> _Work request_
Nothing past the line containing "Target: train cab window" belongs in the output. Copy exactly every line of the data below from the first up to and including it.

> _Records provided_
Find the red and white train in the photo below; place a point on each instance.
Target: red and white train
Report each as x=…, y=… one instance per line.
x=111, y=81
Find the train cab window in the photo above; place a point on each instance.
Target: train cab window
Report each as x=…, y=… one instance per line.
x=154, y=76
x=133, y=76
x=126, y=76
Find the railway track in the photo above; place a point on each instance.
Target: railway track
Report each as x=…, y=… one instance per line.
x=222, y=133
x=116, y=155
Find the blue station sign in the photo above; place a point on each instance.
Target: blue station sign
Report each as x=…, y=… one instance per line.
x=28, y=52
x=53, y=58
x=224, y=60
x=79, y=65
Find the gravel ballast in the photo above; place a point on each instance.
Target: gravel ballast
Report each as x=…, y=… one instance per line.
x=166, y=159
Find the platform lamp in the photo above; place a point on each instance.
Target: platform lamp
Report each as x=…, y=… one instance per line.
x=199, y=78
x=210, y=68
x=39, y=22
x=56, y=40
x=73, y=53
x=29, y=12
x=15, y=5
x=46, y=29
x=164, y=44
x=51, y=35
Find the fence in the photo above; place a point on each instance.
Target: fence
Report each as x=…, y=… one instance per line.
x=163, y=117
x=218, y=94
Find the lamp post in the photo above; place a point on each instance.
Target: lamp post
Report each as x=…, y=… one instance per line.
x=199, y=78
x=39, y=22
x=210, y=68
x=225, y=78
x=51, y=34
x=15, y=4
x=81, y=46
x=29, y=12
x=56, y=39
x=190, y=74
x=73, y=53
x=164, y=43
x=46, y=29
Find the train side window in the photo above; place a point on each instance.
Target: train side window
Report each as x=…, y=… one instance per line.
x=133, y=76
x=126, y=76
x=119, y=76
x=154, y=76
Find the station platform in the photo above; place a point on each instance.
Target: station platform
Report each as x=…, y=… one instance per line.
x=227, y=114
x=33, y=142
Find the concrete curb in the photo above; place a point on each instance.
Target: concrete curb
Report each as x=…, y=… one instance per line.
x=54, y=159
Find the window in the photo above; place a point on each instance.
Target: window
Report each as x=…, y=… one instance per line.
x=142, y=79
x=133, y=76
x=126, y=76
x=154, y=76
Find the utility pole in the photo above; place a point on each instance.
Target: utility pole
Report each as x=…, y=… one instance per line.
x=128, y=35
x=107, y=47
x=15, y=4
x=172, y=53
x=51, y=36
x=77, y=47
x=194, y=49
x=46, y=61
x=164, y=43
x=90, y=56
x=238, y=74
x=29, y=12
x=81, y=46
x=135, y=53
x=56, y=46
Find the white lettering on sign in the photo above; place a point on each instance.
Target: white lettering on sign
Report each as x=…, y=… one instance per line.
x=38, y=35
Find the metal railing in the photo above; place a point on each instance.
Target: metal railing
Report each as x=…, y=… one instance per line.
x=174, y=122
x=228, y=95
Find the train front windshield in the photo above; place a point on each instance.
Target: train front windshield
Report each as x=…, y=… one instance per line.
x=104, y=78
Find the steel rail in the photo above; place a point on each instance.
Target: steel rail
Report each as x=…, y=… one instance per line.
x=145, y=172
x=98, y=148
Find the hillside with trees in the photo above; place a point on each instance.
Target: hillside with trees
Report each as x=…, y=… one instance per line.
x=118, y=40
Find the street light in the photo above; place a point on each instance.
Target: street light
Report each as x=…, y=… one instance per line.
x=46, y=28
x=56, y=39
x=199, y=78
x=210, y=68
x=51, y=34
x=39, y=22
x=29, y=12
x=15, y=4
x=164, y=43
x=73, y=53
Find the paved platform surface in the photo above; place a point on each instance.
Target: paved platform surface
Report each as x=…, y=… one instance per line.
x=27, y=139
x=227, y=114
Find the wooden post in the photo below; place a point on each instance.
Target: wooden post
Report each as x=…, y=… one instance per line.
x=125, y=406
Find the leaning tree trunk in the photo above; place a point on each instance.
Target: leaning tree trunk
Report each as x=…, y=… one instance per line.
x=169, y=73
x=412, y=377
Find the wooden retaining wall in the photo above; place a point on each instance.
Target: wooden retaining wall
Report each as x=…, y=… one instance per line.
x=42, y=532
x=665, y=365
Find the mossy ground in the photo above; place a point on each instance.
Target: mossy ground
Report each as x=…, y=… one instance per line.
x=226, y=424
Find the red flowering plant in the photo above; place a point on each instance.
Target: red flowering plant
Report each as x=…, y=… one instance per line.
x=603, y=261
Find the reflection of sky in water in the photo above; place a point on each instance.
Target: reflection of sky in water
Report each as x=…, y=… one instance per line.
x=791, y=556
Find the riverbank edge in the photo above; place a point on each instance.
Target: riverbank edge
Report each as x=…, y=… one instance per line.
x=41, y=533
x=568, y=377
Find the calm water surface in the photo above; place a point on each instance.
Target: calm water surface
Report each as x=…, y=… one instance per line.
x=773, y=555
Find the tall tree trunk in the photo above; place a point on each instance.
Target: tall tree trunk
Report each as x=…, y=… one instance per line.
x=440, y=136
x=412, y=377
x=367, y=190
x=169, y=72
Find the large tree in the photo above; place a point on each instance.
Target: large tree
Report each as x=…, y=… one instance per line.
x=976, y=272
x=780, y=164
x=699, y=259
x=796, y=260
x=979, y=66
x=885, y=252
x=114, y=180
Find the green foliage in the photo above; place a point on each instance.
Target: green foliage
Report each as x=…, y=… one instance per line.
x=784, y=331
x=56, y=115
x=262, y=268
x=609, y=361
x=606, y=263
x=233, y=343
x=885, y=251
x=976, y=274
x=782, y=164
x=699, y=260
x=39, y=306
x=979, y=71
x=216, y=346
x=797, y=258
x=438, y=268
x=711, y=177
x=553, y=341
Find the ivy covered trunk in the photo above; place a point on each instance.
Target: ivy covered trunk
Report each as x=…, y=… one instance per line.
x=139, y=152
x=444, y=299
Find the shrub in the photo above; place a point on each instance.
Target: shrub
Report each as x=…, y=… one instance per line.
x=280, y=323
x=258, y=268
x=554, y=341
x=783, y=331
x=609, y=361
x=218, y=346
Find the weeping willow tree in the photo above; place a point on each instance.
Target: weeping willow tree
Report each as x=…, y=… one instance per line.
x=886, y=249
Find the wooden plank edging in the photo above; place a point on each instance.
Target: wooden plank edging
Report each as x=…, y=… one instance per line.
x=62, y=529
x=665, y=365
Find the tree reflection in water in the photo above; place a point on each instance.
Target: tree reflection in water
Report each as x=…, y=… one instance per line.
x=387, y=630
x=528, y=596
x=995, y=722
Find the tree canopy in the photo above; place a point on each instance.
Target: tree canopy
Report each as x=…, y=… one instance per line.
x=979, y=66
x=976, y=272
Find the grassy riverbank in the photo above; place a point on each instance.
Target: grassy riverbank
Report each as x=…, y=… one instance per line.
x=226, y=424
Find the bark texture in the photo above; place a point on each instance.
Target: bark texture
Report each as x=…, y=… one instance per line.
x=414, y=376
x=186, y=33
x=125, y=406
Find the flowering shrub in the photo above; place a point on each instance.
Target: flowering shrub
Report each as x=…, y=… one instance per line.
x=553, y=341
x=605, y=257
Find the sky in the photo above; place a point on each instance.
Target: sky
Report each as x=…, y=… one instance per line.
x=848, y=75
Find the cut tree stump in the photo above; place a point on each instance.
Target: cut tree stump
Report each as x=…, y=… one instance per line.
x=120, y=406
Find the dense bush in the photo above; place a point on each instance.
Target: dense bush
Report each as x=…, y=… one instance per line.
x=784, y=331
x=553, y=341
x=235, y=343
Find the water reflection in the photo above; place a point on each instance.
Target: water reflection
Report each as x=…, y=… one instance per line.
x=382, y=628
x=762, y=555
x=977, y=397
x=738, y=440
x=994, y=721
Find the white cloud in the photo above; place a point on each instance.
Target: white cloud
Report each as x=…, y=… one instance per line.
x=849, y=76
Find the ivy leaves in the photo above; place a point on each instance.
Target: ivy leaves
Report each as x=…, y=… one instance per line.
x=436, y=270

> _Result_
Find the red and white train in the photo below; place a point on each instance.
Target: red and white train
Report each as x=…, y=… one instance per line.
x=111, y=81
Find the train cab window in the photo above; place a point on each instance.
Target: train cab window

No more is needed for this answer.